▶ Pointing dataset records:
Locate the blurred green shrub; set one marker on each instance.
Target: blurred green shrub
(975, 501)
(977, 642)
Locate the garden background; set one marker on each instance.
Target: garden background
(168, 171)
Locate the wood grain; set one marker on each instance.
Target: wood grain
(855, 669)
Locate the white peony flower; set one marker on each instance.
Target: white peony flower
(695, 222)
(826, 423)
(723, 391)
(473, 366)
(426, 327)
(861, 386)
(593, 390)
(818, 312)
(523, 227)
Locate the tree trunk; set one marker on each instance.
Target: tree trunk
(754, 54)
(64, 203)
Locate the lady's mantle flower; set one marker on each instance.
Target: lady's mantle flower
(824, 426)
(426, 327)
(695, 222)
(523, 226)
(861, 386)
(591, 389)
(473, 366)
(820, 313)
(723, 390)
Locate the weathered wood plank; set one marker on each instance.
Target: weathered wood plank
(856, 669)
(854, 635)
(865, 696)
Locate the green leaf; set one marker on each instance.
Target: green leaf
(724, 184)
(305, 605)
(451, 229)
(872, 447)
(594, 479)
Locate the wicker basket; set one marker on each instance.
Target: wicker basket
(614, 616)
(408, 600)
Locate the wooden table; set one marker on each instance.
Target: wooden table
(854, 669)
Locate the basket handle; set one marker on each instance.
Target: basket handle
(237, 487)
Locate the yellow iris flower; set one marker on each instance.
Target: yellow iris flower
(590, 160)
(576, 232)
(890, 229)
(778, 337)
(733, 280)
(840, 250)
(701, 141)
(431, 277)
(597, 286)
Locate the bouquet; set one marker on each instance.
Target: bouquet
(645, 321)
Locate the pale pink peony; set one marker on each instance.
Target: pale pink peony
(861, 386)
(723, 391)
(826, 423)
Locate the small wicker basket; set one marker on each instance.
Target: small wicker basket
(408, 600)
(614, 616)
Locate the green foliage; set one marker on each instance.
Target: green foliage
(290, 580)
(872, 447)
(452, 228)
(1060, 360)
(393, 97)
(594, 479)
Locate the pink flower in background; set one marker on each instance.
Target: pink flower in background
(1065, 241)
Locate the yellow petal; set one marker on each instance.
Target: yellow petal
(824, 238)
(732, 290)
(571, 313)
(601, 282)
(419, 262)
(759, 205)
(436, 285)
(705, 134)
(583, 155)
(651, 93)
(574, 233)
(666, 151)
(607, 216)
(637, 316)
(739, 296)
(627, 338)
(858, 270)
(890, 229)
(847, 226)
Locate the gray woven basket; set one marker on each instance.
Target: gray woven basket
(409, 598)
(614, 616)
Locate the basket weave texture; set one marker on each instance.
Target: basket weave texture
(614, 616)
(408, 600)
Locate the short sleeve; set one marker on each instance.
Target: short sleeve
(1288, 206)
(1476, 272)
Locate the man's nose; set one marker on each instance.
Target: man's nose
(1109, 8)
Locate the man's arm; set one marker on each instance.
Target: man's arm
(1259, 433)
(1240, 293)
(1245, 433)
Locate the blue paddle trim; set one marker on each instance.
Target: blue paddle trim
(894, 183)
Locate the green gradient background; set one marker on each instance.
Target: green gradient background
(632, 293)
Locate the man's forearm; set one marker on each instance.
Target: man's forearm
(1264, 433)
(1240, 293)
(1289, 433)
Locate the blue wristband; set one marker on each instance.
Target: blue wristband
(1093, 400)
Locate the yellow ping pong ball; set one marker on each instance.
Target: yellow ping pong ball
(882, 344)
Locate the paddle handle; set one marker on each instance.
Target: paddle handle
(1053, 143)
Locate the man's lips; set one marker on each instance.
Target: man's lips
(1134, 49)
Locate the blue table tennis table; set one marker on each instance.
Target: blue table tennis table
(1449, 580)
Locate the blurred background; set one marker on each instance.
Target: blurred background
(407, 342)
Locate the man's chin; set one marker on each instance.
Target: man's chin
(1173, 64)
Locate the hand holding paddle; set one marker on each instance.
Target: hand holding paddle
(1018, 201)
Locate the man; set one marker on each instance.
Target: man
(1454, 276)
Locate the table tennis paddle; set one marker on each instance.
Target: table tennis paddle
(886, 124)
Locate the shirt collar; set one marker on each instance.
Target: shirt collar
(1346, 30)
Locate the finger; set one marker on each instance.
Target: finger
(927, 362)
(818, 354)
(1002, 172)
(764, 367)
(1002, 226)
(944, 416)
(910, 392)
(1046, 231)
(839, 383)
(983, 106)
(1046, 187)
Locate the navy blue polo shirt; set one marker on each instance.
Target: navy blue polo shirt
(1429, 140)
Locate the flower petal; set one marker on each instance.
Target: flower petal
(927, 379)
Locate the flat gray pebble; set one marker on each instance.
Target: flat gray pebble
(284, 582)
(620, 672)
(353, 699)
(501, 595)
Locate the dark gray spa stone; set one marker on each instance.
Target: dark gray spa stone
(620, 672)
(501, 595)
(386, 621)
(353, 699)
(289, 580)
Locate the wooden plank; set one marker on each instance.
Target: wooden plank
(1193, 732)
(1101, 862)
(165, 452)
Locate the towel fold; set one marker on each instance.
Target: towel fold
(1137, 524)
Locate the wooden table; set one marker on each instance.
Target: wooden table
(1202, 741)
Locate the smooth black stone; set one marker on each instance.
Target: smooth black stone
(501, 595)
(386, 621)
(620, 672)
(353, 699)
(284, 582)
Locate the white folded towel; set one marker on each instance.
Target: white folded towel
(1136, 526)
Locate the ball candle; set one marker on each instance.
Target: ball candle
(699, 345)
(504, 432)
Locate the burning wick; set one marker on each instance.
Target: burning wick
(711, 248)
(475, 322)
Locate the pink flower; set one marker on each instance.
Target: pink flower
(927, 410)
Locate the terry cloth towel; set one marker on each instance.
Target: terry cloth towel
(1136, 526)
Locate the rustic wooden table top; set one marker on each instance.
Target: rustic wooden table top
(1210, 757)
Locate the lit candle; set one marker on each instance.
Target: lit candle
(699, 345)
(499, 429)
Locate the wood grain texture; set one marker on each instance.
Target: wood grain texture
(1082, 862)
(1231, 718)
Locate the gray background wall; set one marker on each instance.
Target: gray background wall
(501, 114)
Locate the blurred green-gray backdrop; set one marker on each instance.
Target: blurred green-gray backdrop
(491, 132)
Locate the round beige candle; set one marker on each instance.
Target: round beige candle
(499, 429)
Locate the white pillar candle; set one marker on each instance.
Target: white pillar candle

▶ Task instructions:
Go through the listing above and restate it word for word.

▶ Written response:
Locate the blurred green shrub; set one marker on each instance.
Target: blurred green shrub
(975, 501)
(977, 642)
Locate the garden background; set one marker on each instance.
Target: garden background
(168, 171)
Locate the wood grain; set one marker on each instance.
Target: wood grain
(855, 669)
Locate the white peony flower; set one marker on each instance.
Target: white peony flower
(695, 222)
(826, 423)
(723, 391)
(473, 366)
(426, 327)
(861, 386)
(593, 390)
(818, 312)
(523, 227)
Locate the tree trunk; set one marker on each instance.
Target: tree trunk
(754, 54)
(64, 203)
Locate the lady's mantle flower; set one marker on each instance.
Target: lady's mantle flower
(824, 426)
(426, 327)
(695, 222)
(523, 226)
(861, 386)
(591, 389)
(473, 366)
(820, 313)
(723, 390)
Locate the weathered wood plank; set one marker on each instance.
Target: weathered wood plank
(856, 669)
(854, 635)
(865, 696)
Locate the green leaf; set one marker on each instance.
Target: green leaf
(724, 184)
(305, 605)
(451, 229)
(872, 447)
(594, 479)
Locate the wicker basket; set one marker on each instance.
Target: wicker basket
(614, 616)
(408, 600)
Locate the wooden table; set one marker on each instance.
Target: wooden table
(854, 669)
Locate the basket handle; set one marker on each instance.
Target: basket handle
(237, 487)
Locate the yellow iris flower; set one marker on each instance.
Target: yellow iris flower
(590, 160)
(576, 232)
(890, 229)
(778, 337)
(733, 280)
(840, 250)
(701, 141)
(431, 277)
(597, 286)
Locate the bouquet; set one marker on each instance.
Target: bouquet
(645, 321)
Locate the pale pink peony; set one marker on each instance.
Target: pale pink peony
(861, 386)
(723, 391)
(826, 423)
Locate the small wicker basket; set one marker on each instance.
Target: small wicker basket
(408, 600)
(614, 616)
Locate the green foliage; set one marker on each instance.
Target: green foliage
(290, 580)
(872, 447)
(452, 228)
(1060, 360)
(393, 97)
(594, 479)
Locate the pink flower in background; set one marker on each instance.
Target: pink flower in background
(1065, 241)
Locate the yellow petal; set one marker on each instance.
Target: yellow petal
(824, 238)
(732, 290)
(571, 313)
(601, 282)
(419, 262)
(759, 205)
(436, 285)
(705, 134)
(583, 155)
(651, 93)
(574, 233)
(666, 151)
(607, 216)
(637, 316)
(739, 296)
(627, 338)
(858, 270)
(890, 229)
(847, 226)
Locate the gray woven basket; set one marker on each instance.
Target: gray woven basket
(409, 598)
(614, 616)
Locate the basket weave texture; set one marker on each instance.
Target: basket weave texture
(614, 616)
(408, 600)
Locate the short sleeve; set one marker on each instance.
Target: short sleeve
(1288, 206)
(1476, 272)
Locate the man's nose; set one marker on each instance.
Target: man's nose
(1109, 8)
Locate the man's arm; set one marker on each instance.
Target: man's arm
(1259, 433)
(1240, 293)
(1245, 433)
Locate the blue paddle trim; set one marker on each instance.
Target: blue paddle trim
(894, 183)
Locate the green gradient background; set one marker on each instance.
Target: green gradient background
(632, 293)
Locate the man's forearm; set one marker on each instance.
Target: man's forearm
(1264, 433)
(1240, 293)
(1289, 433)
Locate the blue wristband; set one marker on each instance.
Target: blue wristband
(1093, 400)
Locate the yellow ping pong ball; set one marker on each instance.
Target: yellow ping pong ball
(882, 344)
Locate the paddle handle; set one marker on each instance.
Target: paddle handle
(1053, 143)
Locate the man's lips; set one marker on each instance.
Target: man's lips
(1134, 49)
Locate the blue table tennis table; set one marker on each instance.
Target: blue table tennis table
(1449, 580)
Locate the blurred background; set one marker on each instance.
Target: blurred background
(407, 342)
Locate the man's chin; set one marker on each instance.
Target: man's chin
(1173, 64)
Locate the hand holding paddle; set one marker on each instance.
Target: hand holding paddle
(1018, 201)
Locate the man; set one marker on each instance.
Target: man
(1454, 276)
Locate the table tennis paddle; set one marker on each instance.
Target: table tennis paddle
(886, 124)
Locate the shirt collar; set one marker on each instance.
Target: shirt collar
(1346, 30)
Locate the finger; set one marker on each instance.
Target: finger
(927, 362)
(818, 354)
(1002, 172)
(764, 367)
(1002, 226)
(944, 416)
(910, 392)
(1046, 231)
(839, 383)
(983, 106)
(1046, 187)
Locate the navy blue polo shirt; set one marker on each instance.
Target: navy blue polo shirt
(1429, 140)
Locate the flower petal; set one marker on each instance.
Target: flower petal
(927, 379)
Locate the flat gray pebble; set one marker on each instance.
Target: flat gray pebble
(284, 582)
(620, 672)
(353, 699)
(501, 595)
Locate the dark gray spa stone; set one marker on each instance.
Target: dark gray spa stone
(620, 672)
(501, 595)
(386, 621)
(353, 699)
(289, 580)
Locate the wooden plank; set one marker on each instance.
Target: wooden plank
(1193, 732)
(1101, 862)
(165, 452)
Locate the towel fold; set one marker on each instance.
Target: towel fold
(1137, 524)
Locate the wooden table; set one marker on each instance.
Target: wooden table
(1202, 741)
Locate the smooth black stone; set one marker on each instance.
Target: smooth black stone
(501, 595)
(386, 621)
(620, 672)
(353, 699)
(284, 582)
Locate the white folded towel; set one marker on each instance.
Target: white folded towel
(1136, 526)
Locate the ball candle; set one marker on each instance.
Target: ball candle
(699, 345)
(504, 432)
Locate the burning wick; set one marker on each instance.
Target: burning wick
(711, 248)
(475, 322)
Locate the pink flower; set one marker on each instance.
Target: pink flower
(927, 410)
Locate the terry cloth towel; set one marker on each instance.
Target: terry cloth towel
(1136, 526)
Locate the rustic wooden table top; set one marker on each instance.
Target: rustic wooden table top
(1210, 757)
Locate the lit candle; set one marker on each instance.
Target: lit candle
(699, 345)
(499, 429)
Locate the wood grain texture; set one marker on each instance.
Target: wood grain texture
(1082, 862)
(1231, 718)
Locate the gray background wall; set one marker on each instance.
Target: gray background wall
(501, 114)
Locate the blurred green-gray backdrop; set one marker on each instance.
Target: blurred green-gray backdrop
(491, 132)
Locate the round beige candle; set one marker on each instance.
Target: round beige candle
(499, 429)
Locate the white pillar candle; set one marker on each instance.
Target: white pillar candle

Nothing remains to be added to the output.